YOUR TASK: Restate all of the data below word for word.

MATERIAL SUPPLIED:

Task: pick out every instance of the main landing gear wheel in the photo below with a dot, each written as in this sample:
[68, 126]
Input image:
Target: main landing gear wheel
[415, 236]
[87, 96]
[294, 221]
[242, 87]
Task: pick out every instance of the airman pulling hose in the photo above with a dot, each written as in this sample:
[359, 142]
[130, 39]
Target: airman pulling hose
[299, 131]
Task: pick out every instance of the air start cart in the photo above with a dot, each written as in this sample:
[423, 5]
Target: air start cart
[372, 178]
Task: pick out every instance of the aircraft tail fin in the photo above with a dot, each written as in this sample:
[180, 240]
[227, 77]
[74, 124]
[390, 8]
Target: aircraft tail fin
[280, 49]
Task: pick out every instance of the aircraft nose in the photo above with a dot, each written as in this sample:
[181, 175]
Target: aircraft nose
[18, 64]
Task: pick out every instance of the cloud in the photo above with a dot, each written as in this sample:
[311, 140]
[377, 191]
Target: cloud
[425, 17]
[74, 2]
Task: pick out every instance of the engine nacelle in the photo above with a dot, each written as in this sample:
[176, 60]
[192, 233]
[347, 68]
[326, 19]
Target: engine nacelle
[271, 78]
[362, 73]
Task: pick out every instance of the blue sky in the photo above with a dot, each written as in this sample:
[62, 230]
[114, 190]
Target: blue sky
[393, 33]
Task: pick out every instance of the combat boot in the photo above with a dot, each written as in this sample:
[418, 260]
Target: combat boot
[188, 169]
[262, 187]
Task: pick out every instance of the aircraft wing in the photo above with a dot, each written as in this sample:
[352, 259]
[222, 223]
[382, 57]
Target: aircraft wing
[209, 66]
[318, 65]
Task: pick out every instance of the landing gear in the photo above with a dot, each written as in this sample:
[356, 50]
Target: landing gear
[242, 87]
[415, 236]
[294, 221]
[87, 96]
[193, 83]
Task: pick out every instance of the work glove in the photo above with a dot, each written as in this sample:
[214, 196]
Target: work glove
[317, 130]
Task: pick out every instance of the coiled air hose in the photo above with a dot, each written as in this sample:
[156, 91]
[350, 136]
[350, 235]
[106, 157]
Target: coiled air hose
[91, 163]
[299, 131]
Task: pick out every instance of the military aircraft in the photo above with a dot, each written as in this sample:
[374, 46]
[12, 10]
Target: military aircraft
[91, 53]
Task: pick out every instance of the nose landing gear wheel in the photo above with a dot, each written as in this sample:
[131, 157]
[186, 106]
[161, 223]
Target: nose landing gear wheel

ANSWER TO THIS TASK:
Task: pick out every instance of the main landing gear wheel in the photo below with a dot, each written as in this sample:
[68, 126]
Input image:
Target: main landing gear wheel
[415, 236]
[87, 96]
[294, 221]
[242, 87]
Task: pick out every instance of the airman pulling hose in the photo above with a dot, each written as in this sample:
[359, 142]
[130, 39]
Target: airman pulling hose
[299, 131]
Task: pick out every instance of the air start cart in the photo above with a dot, each written as in this sample:
[423, 5]
Target: air start cart
[372, 178]
Task: pick out every instance of the aircraft tail fin in the photo above with a dot, each written as in this sample:
[180, 240]
[227, 77]
[74, 124]
[390, 8]
Target: aircraft tail fin
[280, 49]
Task: pick out every instance of the aircraft nose in the photo above with a dot, each written as in this sample:
[181, 175]
Target: aircraft nose
[18, 64]
Task: pick out every instance of the cloud in the photo above with a dot, each written as in this sample:
[311, 140]
[377, 191]
Target: cloud
[425, 17]
[74, 2]
Task: pick out every instance of the engine nacelle in the photo above with a dot, each written as in this sample:
[176, 60]
[192, 233]
[347, 68]
[326, 19]
Target: engine nacelle
[271, 78]
[362, 73]
Task: pick out every instance of the blue sky in the photo above with a dot, each written as in this sample:
[62, 230]
[114, 190]
Target: blue sky
[393, 33]
Task: pick out every instance of the combat boot in the photo above with a dot, each written as in this sample:
[418, 260]
Target: combat boot
[188, 169]
[262, 187]
Task: pick out every instance of the aircraft wing in the photo above with a dot, each written as in this sample:
[352, 259]
[222, 223]
[382, 57]
Target: aircraft wing
[209, 66]
[318, 65]
Task: pick out every instance of the landing gear in the photo above with a dot, each written as in this sample:
[356, 50]
Target: landing gear
[242, 87]
[415, 236]
[294, 221]
[87, 96]
[193, 83]
Task: pick out every instance of the work glove in the photo above with a dot, each written as in this sample:
[214, 196]
Target: work glove
[317, 130]
Task: pick out every instance of the coiled air hose in the photo above with a dot, each written as in this sample:
[156, 91]
[350, 136]
[350, 235]
[106, 157]
Target: coiled air hose
[91, 163]
[299, 131]
Task: pick out every instance of the military aircraft in the photo above with a dot, each written as in this sample:
[374, 46]
[12, 10]
Target: military aircraft
[91, 53]
Task: pick out every instance of the nose landing gear wheel in the photo above with a dot, each written as in this sample:
[131, 157]
[186, 106]
[161, 223]
Target: nose landing gear wheel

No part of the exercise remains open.